#### [WRITTEN PROBLEM]
Count the lines in the material below that contain the string "coca", with case counting. Reply with only the number.

Start of DATASET RECORDS

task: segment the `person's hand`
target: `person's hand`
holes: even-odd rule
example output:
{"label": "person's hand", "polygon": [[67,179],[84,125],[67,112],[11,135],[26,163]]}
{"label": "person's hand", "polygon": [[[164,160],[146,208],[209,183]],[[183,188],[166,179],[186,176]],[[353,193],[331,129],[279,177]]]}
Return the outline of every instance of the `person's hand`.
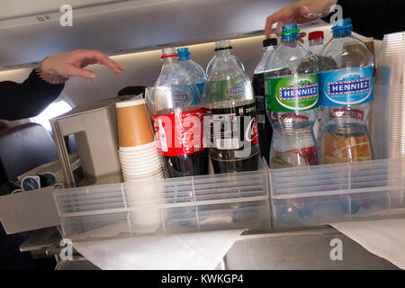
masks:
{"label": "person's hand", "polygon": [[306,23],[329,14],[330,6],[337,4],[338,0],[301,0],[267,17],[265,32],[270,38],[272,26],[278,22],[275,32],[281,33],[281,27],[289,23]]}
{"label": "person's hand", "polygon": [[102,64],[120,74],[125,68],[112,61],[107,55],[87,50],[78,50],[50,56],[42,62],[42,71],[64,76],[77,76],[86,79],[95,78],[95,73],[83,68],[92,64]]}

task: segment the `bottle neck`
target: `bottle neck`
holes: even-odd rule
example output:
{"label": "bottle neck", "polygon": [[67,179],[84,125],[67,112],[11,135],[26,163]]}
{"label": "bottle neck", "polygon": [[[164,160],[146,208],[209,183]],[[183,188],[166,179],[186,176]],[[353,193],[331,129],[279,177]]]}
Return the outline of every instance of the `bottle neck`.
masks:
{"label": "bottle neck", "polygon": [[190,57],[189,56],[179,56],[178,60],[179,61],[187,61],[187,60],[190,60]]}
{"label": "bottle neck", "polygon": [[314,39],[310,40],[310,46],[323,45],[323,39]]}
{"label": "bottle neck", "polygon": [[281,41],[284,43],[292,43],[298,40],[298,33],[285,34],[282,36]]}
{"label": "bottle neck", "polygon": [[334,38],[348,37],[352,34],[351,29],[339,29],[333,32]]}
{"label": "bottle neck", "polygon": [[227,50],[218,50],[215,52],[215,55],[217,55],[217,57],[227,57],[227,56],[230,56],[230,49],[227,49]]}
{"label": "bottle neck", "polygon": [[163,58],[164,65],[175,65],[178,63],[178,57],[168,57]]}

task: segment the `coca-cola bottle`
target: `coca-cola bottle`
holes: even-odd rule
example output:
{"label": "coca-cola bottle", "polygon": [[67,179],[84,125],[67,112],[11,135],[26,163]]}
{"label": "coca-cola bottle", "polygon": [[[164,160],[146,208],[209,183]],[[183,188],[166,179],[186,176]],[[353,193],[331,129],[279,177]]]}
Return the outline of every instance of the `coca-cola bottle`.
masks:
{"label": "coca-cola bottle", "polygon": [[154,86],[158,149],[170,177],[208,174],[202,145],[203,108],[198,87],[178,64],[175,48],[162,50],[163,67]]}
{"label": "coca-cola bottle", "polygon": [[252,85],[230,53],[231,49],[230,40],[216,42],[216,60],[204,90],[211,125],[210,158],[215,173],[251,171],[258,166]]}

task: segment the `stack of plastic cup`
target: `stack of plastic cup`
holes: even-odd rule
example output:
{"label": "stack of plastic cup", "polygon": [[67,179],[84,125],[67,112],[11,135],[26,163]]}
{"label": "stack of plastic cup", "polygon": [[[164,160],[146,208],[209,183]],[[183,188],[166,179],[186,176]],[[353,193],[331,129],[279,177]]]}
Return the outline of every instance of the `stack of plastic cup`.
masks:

End of DATASET RECORDS
Start of DATASET RECORDS

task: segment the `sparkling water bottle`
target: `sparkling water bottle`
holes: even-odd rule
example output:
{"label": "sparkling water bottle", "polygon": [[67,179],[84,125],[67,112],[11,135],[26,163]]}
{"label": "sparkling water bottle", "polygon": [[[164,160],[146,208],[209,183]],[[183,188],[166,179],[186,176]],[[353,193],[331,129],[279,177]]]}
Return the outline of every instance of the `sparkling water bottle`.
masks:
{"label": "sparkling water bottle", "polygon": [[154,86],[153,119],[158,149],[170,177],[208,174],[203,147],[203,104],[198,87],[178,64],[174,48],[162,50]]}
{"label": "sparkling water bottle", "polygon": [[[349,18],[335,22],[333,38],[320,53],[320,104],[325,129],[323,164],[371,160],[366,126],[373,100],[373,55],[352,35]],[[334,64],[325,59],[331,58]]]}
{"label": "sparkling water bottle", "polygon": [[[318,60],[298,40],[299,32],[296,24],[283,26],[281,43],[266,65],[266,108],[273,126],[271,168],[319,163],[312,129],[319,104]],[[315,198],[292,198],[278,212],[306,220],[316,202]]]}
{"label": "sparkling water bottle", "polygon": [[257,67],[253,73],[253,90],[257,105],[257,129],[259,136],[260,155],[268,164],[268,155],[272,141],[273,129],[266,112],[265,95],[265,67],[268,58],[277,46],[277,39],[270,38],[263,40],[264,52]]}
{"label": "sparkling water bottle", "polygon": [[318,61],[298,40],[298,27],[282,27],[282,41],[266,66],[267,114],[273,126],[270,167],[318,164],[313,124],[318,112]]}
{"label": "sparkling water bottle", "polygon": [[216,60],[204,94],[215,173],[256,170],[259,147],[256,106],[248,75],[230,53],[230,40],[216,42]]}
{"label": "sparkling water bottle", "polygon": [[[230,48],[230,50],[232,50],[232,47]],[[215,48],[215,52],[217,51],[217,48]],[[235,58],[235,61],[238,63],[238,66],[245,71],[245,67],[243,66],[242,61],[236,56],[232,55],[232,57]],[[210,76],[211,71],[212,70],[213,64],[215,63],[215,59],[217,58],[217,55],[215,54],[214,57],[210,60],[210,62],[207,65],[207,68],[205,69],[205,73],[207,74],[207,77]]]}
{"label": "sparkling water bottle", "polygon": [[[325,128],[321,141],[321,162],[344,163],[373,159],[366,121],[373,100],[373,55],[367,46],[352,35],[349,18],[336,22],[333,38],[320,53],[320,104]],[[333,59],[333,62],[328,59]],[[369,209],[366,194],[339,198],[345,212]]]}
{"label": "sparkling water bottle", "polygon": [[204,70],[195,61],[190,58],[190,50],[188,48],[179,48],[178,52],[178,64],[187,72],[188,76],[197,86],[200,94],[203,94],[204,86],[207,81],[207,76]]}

End of DATASET RECORDS

#### [ANSWER TO THIS PROBLEM]
7